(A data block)
--- start ---

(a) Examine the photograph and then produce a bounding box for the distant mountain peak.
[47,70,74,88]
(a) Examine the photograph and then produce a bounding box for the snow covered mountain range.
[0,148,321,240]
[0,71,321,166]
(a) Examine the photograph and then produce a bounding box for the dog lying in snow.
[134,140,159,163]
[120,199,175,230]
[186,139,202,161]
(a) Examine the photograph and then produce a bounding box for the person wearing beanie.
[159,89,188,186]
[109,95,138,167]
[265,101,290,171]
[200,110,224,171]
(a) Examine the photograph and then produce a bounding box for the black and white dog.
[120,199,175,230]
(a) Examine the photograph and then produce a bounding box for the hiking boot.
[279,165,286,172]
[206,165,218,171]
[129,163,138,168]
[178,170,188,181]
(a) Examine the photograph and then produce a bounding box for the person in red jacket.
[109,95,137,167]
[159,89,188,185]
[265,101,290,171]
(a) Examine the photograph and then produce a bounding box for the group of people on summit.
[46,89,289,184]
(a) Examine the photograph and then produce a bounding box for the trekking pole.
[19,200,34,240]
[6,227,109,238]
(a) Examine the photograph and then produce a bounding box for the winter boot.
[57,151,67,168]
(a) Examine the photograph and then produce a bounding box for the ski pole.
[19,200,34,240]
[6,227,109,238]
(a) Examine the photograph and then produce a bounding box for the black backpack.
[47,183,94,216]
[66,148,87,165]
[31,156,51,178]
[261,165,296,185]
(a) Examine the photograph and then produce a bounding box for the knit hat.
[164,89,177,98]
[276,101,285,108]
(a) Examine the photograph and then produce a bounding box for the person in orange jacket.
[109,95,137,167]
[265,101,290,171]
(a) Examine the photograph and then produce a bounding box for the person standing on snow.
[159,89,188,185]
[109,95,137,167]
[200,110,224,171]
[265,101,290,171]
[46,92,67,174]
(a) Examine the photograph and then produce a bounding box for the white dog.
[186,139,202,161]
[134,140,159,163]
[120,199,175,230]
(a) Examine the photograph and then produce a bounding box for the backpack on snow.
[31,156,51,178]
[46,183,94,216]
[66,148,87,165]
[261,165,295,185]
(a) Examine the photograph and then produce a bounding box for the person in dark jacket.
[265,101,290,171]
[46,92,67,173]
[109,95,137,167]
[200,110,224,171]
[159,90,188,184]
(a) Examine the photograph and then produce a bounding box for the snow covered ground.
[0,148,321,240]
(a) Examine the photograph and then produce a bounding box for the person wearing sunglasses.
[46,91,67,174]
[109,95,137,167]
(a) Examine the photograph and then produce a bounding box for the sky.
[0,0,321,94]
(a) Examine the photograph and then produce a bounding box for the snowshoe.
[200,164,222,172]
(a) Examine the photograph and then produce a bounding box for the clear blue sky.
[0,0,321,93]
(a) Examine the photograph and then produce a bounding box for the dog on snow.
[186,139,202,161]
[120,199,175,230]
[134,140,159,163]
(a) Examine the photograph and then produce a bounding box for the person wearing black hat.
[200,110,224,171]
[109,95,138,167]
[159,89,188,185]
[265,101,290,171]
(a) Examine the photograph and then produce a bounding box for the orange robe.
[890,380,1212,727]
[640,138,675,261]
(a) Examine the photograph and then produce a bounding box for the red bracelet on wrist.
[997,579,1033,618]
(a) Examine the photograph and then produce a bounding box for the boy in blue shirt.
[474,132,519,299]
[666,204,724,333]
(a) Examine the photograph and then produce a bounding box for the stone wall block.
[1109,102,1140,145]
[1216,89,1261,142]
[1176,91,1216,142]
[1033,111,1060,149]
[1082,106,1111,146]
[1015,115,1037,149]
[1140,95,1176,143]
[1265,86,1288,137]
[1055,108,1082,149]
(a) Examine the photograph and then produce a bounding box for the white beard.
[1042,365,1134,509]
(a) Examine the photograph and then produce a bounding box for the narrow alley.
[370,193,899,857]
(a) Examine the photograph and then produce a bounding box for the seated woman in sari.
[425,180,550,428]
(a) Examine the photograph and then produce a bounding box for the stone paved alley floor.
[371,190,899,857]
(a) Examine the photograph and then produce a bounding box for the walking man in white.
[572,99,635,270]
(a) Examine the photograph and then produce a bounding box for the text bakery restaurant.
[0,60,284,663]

--- end ---

* _What is being asked_
Reproduce all of the material above word for word, with no changes.

* _Response for this exercise_
(a) Examine the photograph and then produce a bounding box for the distant mountain peak.
[47,70,74,88]
(a) Examine the photograph and then produce a bounding box for the snow covered mountain range.
[0,148,321,240]
[0,71,321,166]
(a) Examine the photograph and then produce a bounding box for the dog lying in snow.
[134,140,159,163]
[120,199,175,230]
[186,139,202,161]
(a) Examine the photograph and then produce a bounding box for the person wearing beanie.
[159,89,188,186]
[109,95,138,167]
[265,101,290,171]
[200,110,224,171]
(a) Examine the photograph and then produce a bounding box for the black and white dog.
[120,199,175,230]
(a) Examine the photograph and then produce a bounding box for the hiking boot.
[279,165,286,172]
[206,165,218,171]
[129,163,138,168]
[178,170,188,181]
(a) Examine the photograph and then produce a bounding box for the person in red jacket.
[109,95,137,167]
[159,89,188,185]
[265,101,290,171]
(a) Examine the photograph and then produce a bounding box for the group of people on summit.
[46,89,289,184]
(a) Examine the photograph and then produce a bounding box for the trekking pole.
[19,200,34,240]
[6,227,109,238]
(a) Examine the photograph and then produce a bounding box for the winter boot.
[57,151,67,168]
(a) Examine the photograph and then produce a bounding box for the ski pole.
[19,200,34,240]
[6,227,109,238]
(a) Examine the photograph and then produce a bounding box for the black backpack.
[47,183,94,216]
[66,148,87,165]
[31,156,51,178]
[261,165,296,185]
(a) Examine the photograph and then produce a bounding box for the knit hat.
[164,89,177,98]
[276,101,285,108]
(a) Examine the photograph and then produce a bounding box for the person in orange jacket.
[109,95,137,167]
[265,101,290,171]
(a) Examine the photograph and then produce a bounding box for the person standing on snow.
[159,89,188,185]
[109,95,137,167]
[200,110,224,171]
[265,101,290,171]
[46,92,67,174]
(a) Examine the photograph and then produce a bounding box for the white dog.
[186,139,202,161]
[134,140,159,163]
[120,199,175,230]
(a) Examine the photograph and then produce a bounding box for the backpack on snow.
[31,156,51,178]
[46,183,94,216]
[66,148,87,165]
[261,165,295,185]
(a) Examine the photograph and then produce a bounding box for the person in dark jacket.
[265,101,290,171]
[46,92,67,173]
[109,95,137,167]
[200,110,224,171]
[159,90,188,184]
(a) Examine the photograph and then produce a bounding box for the snow covered ground.
[0,148,321,240]
(a) Examine the photograph and then produce a bounding box for the person wearing sunglasses.
[46,91,67,174]
[109,95,137,167]
(a) Examine the photograph and then produce a bounding box for the sky.
[0,0,321,94]
(a) Examine the photograph and then produce a bounding box for the snowshoe.
[200,164,222,172]
(a) Examine the photograph and then produce a bounding box for the clear blue sky.
[0,0,321,93]
(a) Examine the photograph and then produce a bounding box for the dog on snow.
[186,139,202,161]
[120,199,175,230]
[134,140,159,163]
(a) Examine the photograph and then produce a bounding box for the person wearing black hat.
[200,110,224,171]
[109,95,138,167]
[159,89,188,185]
[265,101,290,171]
(a) Examine the photograph and then produce a bounding box for the orange robe.
[890,380,1212,727]
[640,138,675,261]
(a) Examine the photograph and then produce a bounding box for the red bracelet on wrist.
[997,579,1033,618]
(a) Examine the photograph and then produce a bounding box for the boy in blue shirt.
[474,132,519,299]
[666,204,724,333]
(a) Examine the photograph and then produce a bounding box for the stone wall block.
[1109,102,1140,145]
[1216,89,1261,142]
[1176,91,1216,142]
[1033,111,1060,149]
[1082,106,1111,146]
[1015,115,1037,149]
[1140,95,1176,143]
[1265,86,1288,137]
[1055,108,1082,149]
(a) Examine the photograph and then produce a bounding box for the white beard.
[1042,365,1134,509]
(a) Examine the photograph and then produce a bounding box for the narrow alley.
[370,193,899,857]
(a) Examine the photograph and then produce a bounding box for the seated woman in sari.
[425,180,550,428]
(a) Examine the photograph and then produce a bounding box for the stone paved alley floor.
[371,190,899,857]
(a) Examine the photograph and then produce a bounding box for the walking man in white.
[572,99,635,270]
(a) Examine the photograph and then produce a bounding box for the text bakery restaurant.
[0,60,284,663]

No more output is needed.